SOURCE RECORDS
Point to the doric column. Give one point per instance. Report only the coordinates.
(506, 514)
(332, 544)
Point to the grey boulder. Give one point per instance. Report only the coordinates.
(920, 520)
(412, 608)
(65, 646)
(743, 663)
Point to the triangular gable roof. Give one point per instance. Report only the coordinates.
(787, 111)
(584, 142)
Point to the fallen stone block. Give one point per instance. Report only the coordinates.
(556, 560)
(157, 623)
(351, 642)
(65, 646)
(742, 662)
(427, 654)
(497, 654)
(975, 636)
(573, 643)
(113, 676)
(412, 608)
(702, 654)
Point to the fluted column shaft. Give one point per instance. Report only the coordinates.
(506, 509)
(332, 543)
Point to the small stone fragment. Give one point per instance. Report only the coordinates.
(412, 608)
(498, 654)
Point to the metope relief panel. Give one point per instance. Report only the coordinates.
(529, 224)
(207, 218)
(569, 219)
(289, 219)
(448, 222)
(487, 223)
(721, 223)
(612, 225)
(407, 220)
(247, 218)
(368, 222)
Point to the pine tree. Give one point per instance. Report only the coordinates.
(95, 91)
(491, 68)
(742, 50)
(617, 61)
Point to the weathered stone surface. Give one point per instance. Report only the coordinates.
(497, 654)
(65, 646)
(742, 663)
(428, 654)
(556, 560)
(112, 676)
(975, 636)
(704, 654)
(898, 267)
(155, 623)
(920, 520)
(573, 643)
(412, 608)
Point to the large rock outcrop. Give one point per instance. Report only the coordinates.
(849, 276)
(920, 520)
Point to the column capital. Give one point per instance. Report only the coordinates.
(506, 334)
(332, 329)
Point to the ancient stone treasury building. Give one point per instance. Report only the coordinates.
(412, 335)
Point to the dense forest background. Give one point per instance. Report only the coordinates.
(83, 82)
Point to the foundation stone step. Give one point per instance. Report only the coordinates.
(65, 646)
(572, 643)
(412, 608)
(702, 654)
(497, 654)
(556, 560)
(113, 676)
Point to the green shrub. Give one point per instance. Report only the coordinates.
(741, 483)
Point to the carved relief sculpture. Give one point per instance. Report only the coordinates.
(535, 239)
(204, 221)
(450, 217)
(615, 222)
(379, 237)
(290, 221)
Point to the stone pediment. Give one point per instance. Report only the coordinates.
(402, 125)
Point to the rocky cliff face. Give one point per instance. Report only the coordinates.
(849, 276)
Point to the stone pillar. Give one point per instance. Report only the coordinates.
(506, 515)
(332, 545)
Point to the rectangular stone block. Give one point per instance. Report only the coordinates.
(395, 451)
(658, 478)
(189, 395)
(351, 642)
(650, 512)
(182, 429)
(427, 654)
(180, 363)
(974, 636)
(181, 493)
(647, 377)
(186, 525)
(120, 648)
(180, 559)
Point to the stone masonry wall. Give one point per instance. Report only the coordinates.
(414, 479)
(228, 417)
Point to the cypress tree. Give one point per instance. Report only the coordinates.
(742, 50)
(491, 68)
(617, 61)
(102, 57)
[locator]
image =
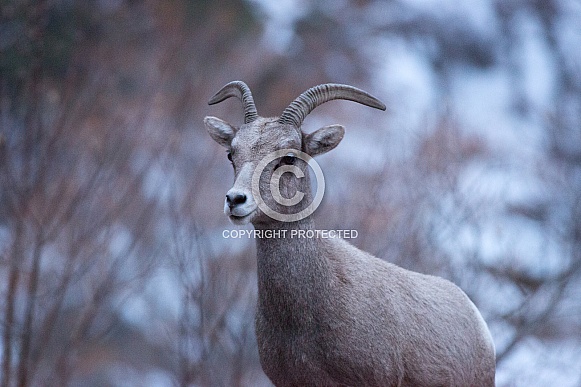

TASK GOAL
Set down the records exactly, without the pictures.

TASK RESULT
Point to the doric column. Give one point per instance. Report only the coordinates.
(506, 514)
(332, 544)
Point to the grey boulder. Give one point per instance. Report only the coordinates.
(920, 520)
(412, 608)
(65, 646)
(743, 663)
Point to the triangular gable roof. Give one point per instance. Report only the coordinates.
(787, 111)
(584, 142)
Point to the fallen stone block. Give one point per instance. Report only the coordinates.
(556, 560)
(157, 623)
(351, 642)
(65, 646)
(742, 662)
(427, 654)
(497, 654)
(975, 636)
(573, 643)
(113, 676)
(412, 608)
(702, 654)
Point to the fluted column shaft. Give one point per instance. Report only the coordinates.
(506, 509)
(332, 543)
Point to the small stone fragment. Give one point per instance. Report only the coordinates.
(412, 608)
(498, 654)
Point to the metope relief panel. Give one point per instance. Report only the coordinates.
(529, 224)
(207, 218)
(569, 219)
(289, 219)
(448, 222)
(487, 223)
(721, 223)
(612, 225)
(407, 220)
(247, 218)
(368, 222)
Point to the pine tree. Give one point per instance. Report only the coordinates.
(95, 91)
(491, 68)
(742, 50)
(617, 61)
Point to the weathered stone surface. Give one point per instance. Report only the coordinates.
(497, 654)
(65, 646)
(742, 663)
(428, 654)
(556, 560)
(112, 676)
(975, 636)
(704, 654)
(898, 267)
(155, 623)
(920, 520)
(573, 643)
(412, 608)
Point to the large rock outcrop. Give one point per instance. Report only the coordinates.
(849, 276)
(920, 520)
Point to the column capital. Give one point per instance. Report only the coordinates.
(506, 334)
(332, 329)
Point to the ancient stone treasury building. Give one point per instance. Report only the coordinates.
(412, 335)
Point to the dense forest background. Give one point per instance. Report only the coordinates.
(83, 82)
Point to the foundation stone step. Give one point per instance. Report only the coordinates.
(65, 646)
(572, 643)
(412, 608)
(702, 654)
(497, 654)
(556, 560)
(113, 676)
Point to the green shrub. Give one point per instance. Report only the coordinates.
(741, 483)
Point to the carved relief sculpture. Give one point per instance. Report only the coordinates.
(535, 239)
(204, 221)
(450, 217)
(615, 222)
(379, 237)
(290, 221)
Point to the stone pediment. Give one point per instance. Report only the coordinates.
(402, 125)
Point to the rocky cliff face. Give one point per instance. Report only the coordinates.
(849, 276)
Point to the stone pillar. Give one point per instance. Report only the coordinates.
(506, 515)
(332, 545)
Point to the rectangular stone block. Give one point per instance. Report only the coordinates.
(395, 451)
(658, 478)
(189, 395)
(351, 642)
(650, 512)
(182, 429)
(427, 654)
(180, 363)
(974, 636)
(181, 493)
(647, 377)
(186, 525)
(120, 648)
(180, 559)
Point to the stone masonry wall. Give one point per instance. Report only the coordinates.
(414, 479)
(228, 417)
Point to the cypress tree. Give one point per instance. Report only the coordinates.
(742, 50)
(491, 68)
(617, 61)
(102, 57)
[locator]
image =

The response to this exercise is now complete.